-- Begin Source extract --

16

I am doing a quick performance test for NodeJS vs. Java. The simple use case chosen is querying a single table in MySQL database. The initial results were as follows:

Platform                      | DB Connections | CPU Usage | Memory Usage  | Requests/second
==============================|================|===========|===============|================
Node 0.10/MySQL               | 20             |  34%      |  57M          | 1295
JBoss EAP 6.2/JPA             | 20             | 100%      | 525M          | 4622
Spring 3.2.6/JDBC/Tomcat 7.0  | 20             | 100%      | 860M          | 4275

Note that Node's CPU and memory usage are way lower than Java but the throughput is also about a third! Then I realized that Java was utilizing all four cores on my CPU, whereas Node was running on only one core. So I changed the Node code to incorporate the cluster module and now it was utilizing all four cores. Here are the new results:

Platform                      | DB Connections | CPU Usage | Memory Usage  | Requests/second
==============================|================|===========|===============|================
Node 0.10/MySQL (quad core)   | 20 (5 x 4)     | 100%      | 228M (57 x 4) | 2213

Note that the CPU and memory usage have now gone up proportionately but the throughput has only gone up by 70%. I was expecting a four fold increase, exceeding the Java throughput. How can I account for the descrepancy? What can I do to increase the throughput linearly?

Here's the code for utilizing multiple cores:

if (Cluster.isMaster) {
    var numCPUs = require("os").cpus().length;
    for (var i = 0; i < numCPUs; i++) {
        Cluster.fork();
    }

    Cluster.on("exit", function(worker, code, signal) {
        Cluster.fork();
    });
}
else {
    // Create an express app
    var app = Express();
    app.use(Express.json());
    app.use(enableCORS);
    app.use(Express.urlencoded());

    // Add routes

    // GET /orders
    app.get('/orders', OrderResource.findAll);

    // Create an http server and give it the
    // express app to handle http requests
    var server = Http.createServer(app);
    server.listen(8080, function() {
        console.log('Listening on port 8080');
    });
}

I am using the node-mysql driver for querying the database. The connection pool is set to 5 connections per core, however that makes no difference. If I set this number to 1 or 20, I get approximately the same throughput!

-- End Source extract --
-- Begin Data segment --

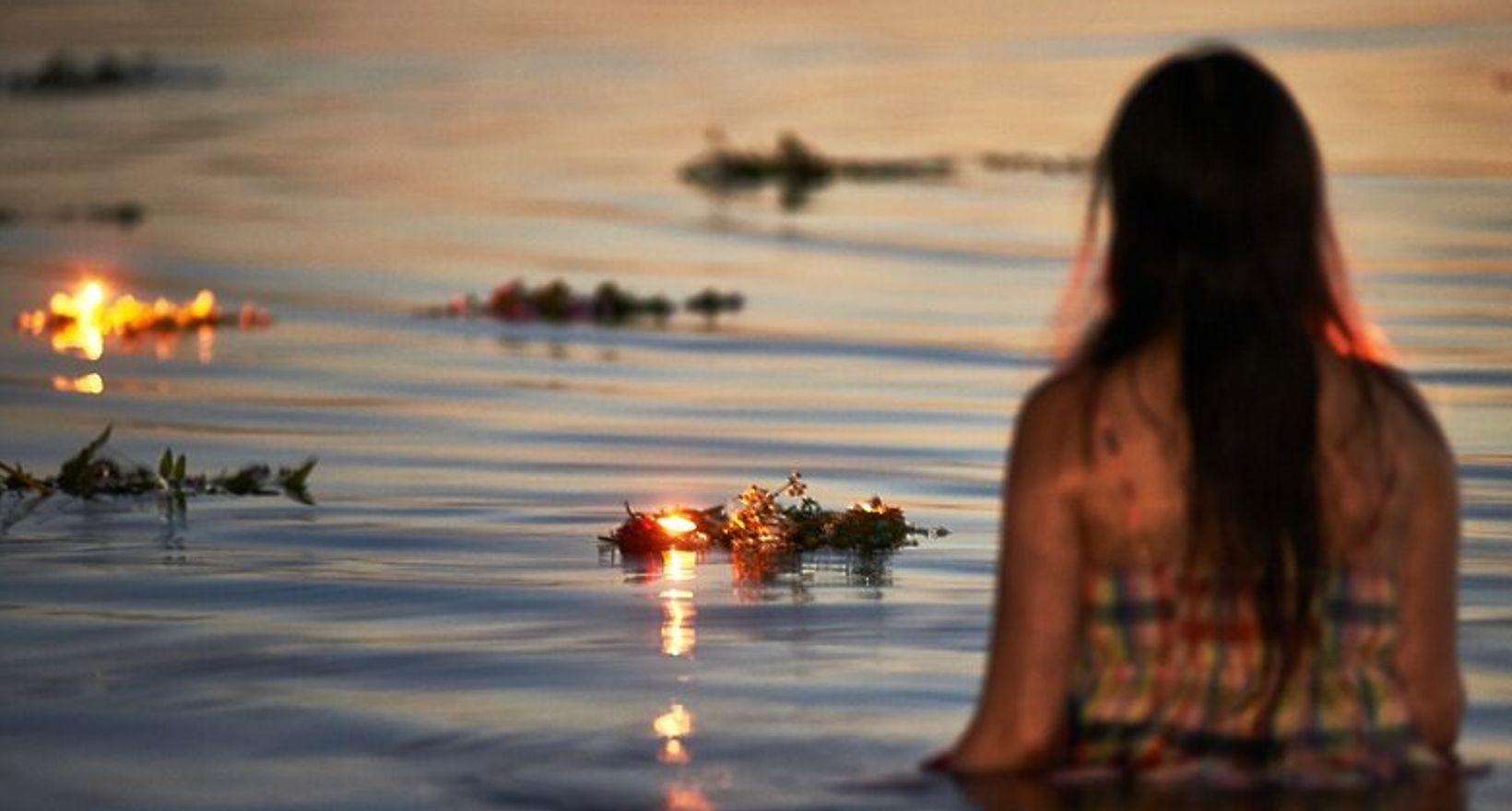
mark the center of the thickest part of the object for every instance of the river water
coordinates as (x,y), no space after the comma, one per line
(442,630)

-- End Data segment --

▸ **Required work**
**1)** In the benchmark post, how many connections per core is the node-mysql connection pool set to?
**2)** List every platform named in the first results table of the benchmark post.
**3)** Retype the part of the benchmark post that opens with the words "Note that the" and closes with "the throughput linearly?".

▸ **Answers to the exercises**
**1)** 5 connections per core.

**2)**
Node 0.10/MySQL
JBoss EAP 6.2/JPA
Spring 3.2.6/JDBC/Tomcat 7.0

**3)**
Note that the CPU and memory usage have now gone up proportionately but the throughput has only gone up by 70%. I was expecting a four fold increase, exceeding the Java throughput. How can I account for the descrepancy? What can I do to increase the throughput linearly?